PROBLEM TO SOLVE
Render each of the entries below as a numbered list of its lines, leaving out any blank lines.

- - -

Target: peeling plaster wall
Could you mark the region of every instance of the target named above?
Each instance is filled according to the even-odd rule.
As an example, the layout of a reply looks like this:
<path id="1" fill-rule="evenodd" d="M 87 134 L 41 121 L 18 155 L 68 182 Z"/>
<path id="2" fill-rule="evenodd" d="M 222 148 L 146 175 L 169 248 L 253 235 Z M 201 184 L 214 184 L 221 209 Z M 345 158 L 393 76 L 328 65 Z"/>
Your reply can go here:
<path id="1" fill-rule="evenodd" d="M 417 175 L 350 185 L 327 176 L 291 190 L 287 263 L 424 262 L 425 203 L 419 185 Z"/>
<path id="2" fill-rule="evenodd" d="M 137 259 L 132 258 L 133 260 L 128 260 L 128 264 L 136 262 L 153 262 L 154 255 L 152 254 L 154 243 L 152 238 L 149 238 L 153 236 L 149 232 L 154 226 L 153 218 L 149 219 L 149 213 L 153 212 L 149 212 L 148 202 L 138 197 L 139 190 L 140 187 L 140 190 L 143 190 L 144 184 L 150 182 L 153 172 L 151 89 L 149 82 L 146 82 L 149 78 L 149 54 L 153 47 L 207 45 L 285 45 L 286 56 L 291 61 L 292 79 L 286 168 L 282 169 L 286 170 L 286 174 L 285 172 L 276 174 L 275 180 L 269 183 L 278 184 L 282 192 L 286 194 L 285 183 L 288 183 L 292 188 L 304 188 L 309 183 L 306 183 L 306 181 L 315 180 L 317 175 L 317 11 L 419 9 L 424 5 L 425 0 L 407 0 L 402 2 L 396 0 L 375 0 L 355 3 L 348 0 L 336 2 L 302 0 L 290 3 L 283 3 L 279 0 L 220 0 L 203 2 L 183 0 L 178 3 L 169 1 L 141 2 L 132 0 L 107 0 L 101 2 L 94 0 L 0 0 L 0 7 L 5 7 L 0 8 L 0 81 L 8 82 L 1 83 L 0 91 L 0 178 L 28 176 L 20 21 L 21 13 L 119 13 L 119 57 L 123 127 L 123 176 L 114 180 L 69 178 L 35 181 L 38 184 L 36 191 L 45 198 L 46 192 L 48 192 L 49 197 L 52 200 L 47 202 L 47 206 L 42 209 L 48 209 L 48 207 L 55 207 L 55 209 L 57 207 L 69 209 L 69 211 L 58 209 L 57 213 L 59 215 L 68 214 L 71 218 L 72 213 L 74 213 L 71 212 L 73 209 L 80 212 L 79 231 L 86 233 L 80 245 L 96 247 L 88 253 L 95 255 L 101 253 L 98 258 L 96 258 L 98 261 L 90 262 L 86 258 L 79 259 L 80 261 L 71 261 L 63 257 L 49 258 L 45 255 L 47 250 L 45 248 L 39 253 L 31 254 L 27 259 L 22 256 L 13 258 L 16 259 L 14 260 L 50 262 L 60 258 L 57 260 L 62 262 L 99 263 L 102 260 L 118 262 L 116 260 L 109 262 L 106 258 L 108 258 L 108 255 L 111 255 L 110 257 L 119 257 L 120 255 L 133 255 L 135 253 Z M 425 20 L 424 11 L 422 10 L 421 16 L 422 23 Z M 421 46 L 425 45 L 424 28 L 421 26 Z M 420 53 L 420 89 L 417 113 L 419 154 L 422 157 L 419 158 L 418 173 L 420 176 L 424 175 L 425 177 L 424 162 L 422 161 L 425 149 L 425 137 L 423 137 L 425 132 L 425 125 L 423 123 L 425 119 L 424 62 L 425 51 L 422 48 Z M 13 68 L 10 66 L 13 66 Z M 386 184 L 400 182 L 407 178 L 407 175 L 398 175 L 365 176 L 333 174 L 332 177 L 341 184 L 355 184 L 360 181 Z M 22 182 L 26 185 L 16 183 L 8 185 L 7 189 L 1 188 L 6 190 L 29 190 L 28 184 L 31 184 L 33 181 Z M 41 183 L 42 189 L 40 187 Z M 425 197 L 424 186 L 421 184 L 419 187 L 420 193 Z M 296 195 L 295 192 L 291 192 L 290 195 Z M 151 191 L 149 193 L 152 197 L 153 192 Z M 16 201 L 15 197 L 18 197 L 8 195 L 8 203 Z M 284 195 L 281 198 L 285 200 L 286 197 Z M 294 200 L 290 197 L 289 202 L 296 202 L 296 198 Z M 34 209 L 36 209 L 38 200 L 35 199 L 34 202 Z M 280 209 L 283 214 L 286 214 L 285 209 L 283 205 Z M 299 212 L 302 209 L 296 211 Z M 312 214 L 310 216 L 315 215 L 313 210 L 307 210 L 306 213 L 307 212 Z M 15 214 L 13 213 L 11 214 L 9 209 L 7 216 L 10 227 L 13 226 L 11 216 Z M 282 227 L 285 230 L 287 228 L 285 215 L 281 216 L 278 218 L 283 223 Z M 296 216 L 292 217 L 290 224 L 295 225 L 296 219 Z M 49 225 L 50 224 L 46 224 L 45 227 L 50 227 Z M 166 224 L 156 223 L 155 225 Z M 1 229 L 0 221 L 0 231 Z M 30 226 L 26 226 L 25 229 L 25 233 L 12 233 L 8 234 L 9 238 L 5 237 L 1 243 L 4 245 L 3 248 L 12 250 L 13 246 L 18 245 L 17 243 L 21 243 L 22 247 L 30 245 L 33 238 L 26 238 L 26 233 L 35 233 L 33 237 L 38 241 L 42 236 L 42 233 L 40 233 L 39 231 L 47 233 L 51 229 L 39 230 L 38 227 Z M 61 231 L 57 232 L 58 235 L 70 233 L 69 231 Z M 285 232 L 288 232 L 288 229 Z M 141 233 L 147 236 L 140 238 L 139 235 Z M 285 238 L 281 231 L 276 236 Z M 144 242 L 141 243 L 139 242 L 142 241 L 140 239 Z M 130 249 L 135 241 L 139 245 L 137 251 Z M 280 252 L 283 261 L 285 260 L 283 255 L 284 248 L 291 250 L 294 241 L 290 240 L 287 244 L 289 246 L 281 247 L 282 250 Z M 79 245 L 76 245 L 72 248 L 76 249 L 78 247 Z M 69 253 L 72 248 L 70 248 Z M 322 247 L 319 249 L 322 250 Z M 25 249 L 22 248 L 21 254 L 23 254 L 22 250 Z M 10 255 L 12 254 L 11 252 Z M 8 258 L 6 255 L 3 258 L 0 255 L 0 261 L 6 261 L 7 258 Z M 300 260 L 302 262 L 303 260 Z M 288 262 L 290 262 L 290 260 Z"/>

- - -

FINISHED EXERCISE
1. Target: peeling plaster wall
2. Could you mark the region of every instance of the target named above?
3. Each instance is filled according to the even-odd rule.
4. As an example, the layout of a reply looks like this:
5. <path id="1" fill-rule="evenodd" d="M 87 134 L 41 121 L 18 155 L 68 182 Z"/>
6. <path id="2" fill-rule="evenodd" d="M 222 148 L 146 175 L 169 248 L 253 235 Z M 201 184 L 214 184 L 221 209 Z M 345 158 L 393 76 L 328 65 Z"/>
7. Your reply can go here:
8. <path id="1" fill-rule="evenodd" d="M 417 175 L 350 185 L 327 176 L 291 190 L 287 263 L 424 262 L 425 203 L 419 185 Z"/>
9. <path id="2" fill-rule="evenodd" d="M 137 259 L 132 258 L 133 260 L 128 260 L 128 264 L 136 262 L 153 262 L 154 255 L 152 254 L 154 243 L 152 238 L 149 238 L 153 236 L 149 232 L 154 226 L 153 218 L 149 219 L 149 213 L 153 212 L 149 212 L 148 202 L 138 197 L 139 190 L 140 187 L 140 190 L 143 190 L 144 184 L 150 182 L 153 172 L 151 89 L 149 82 L 146 82 L 149 78 L 149 54 L 153 47 L 207 45 L 285 45 L 286 56 L 291 61 L 292 79 L 286 168 L 282 169 L 286 170 L 286 174 L 285 172 L 276 174 L 275 180 L 269 183 L 278 184 L 282 192 L 286 194 L 285 183 L 288 183 L 292 188 L 304 188 L 309 183 L 306 183 L 306 181 L 315 180 L 317 175 L 317 11 L 419 9 L 424 5 L 425 0 L 407 0 L 402 2 L 396 0 L 375 0 L 355 3 L 348 0 L 336 2 L 302 0 L 290 3 L 283 3 L 279 0 L 220 0 L 203 2 L 183 0 L 178 3 L 169 1 L 141 2 L 132 0 L 107 0 L 101 2 L 94 0 L 0 0 L 0 7 L 5 7 L 0 8 L 0 81 L 8 82 L 1 83 L 0 91 L 0 178 L 28 176 L 20 21 L 21 13 L 119 13 L 119 57 L 123 127 L 123 176 L 114 180 L 69 178 L 35 181 L 38 184 L 36 191 L 45 198 L 46 192 L 48 192 L 49 197 L 52 200 L 47 202 L 47 206 L 42 209 L 48 209 L 48 207 L 55 207 L 55 209 L 57 207 L 69 209 L 69 211 L 58 209 L 57 213 L 59 215 L 68 214 L 71 218 L 72 213 L 74 213 L 71 212 L 73 209 L 80 212 L 79 231 L 86 233 L 80 245 L 96 247 L 88 253 L 95 255 L 101 253 L 98 258 L 96 258 L 98 261 L 90 262 L 86 258 L 79 259 L 80 261 L 71 261 L 63 257 L 49 258 L 45 255 L 47 250 L 45 248 L 39 253 L 31 254 L 27 259 L 22 256 L 13 258 L 16 259 L 14 260 L 50 262 L 60 258 L 57 260 L 62 262 L 99 263 L 102 260 L 118 262 L 116 260 L 109 262 L 106 258 L 108 258 L 108 255 L 111 255 L 110 257 L 119 257 L 120 255 L 133 255 L 135 253 Z M 425 20 L 424 11 L 422 10 L 421 16 L 422 23 Z M 421 46 L 425 45 L 424 28 L 421 26 Z M 420 53 L 420 89 L 417 113 L 419 154 L 422 157 L 419 158 L 418 173 L 420 176 L 424 175 L 425 177 L 424 162 L 422 161 L 425 149 L 425 137 L 423 137 L 425 132 L 425 125 L 423 123 L 425 119 L 424 62 L 425 51 L 422 48 Z M 13 68 L 10 66 L 13 66 Z M 386 184 L 400 182 L 407 178 L 407 175 L 398 175 L 365 176 L 333 174 L 332 177 L 341 184 L 355 184 L 360 181 Z M 22 182 L 26 185 L 16 183 L 8 185 L 7 189 L 1 188 L 6 190 L 29 190 L 28 184 L 31 184 L 33 181 Z M 41 183 L 42 189 L 40 187 Z M 425 197 L 424 186 L 421 184 L 419 187 L 420 193 Z M 296 195 L 295 192 L 291 192 L 290 195 Z M 151 191 L 149 193 L 152 197 L 153 192 Z M 16 201 L 15 197 L 18 197 L 8 195 L 8 203 Z M 284 195 L 281 198 L 285 200 L 286 197 Z M 294 200 L 290 197 L 289 202 L 296 202 L 296 198 Z M 34 209 L 36 209 L 38 200 L 35 199 L 34 202 Z M 280 209 L 283 214 L 286 214 L 285 209 L 283 205 Z M 299 212 L 302 209 L 296 211 Z M 312 214 L 310 216 L 315 215 L 313 210 L 307 210 L 306 213 L 307 212 Z M 15 214 L 13 213 L 11 214 L 9 209 L 7 216 L 10 227 L 13 226 L 11 216 Z M 282 227 L 285 230 L 287 228 L 285 215 L 281 216 L 278 218 L 283 223 Z M 296 216 L 292 217 L 290 224 L 295 225 L 296 219 Z M 49 225 L 50 224 L 46 224 L 45 227 L 50 227 Z M 166 224 L 156 223 L 155 225 Z M 1 229 L 0 221 L 0 231 Z M 30 226 L 26 226 L 25 229 L 25 233 L 12 233 L 8 234 L 9 238 L 5 237 L 1 243 L 4 245 L 3 248 L 12 250 L 13 246 L 18 245 L 17 243 L 21 243 L 22 247 L 30 245 L 33 238 L 26 238 L 26 233 L 35 233 L 33 237 L 38 241 L 42 236 L 42 233 L 40 233 L 39 231 L 47 233 L 51 229 L 39 230 L 38 227 Z M 61 231 L 57 232 L 58 235 L 70 233 L 69 231 Z M 285 232 L 288 232 L 288 229 Z M 141 233 L 147 236 L 140 238 L 139 235 Z M 285 238 L 281 231 L 276 236 Z M 144 242 L 141 243 L 139 242 L 142 241 L 140 239 Z M 130 249 L 135 241 L 139 245 L 137 251 Z M 280 252 L 283 261 L 285 260 L 283 255 L 284 248 L 291 250 L 294 241 L 290 240 L 287 244 L 289 246 L 281 247 L 282 250 Z M 79 245 L 76 245 L 72 248 L 76 249 L 78 247 Z M 69 253 L 72 248 L 70 248 Z M 322 247 L 319 249 L 322 250 Z M 25 249 L 22 248 L 21 254 L 23 254 L 22 250 Z M 10 255 L 12 254 L 11 252 Z M 8 258 L 6 255 L 3 258 L 0 255 L 0 261 L 6 261 L 7 258 Z M 300 260 L 302 262 L 303 260 Z M 288 262 L 290 262 L 290 260 Z"/>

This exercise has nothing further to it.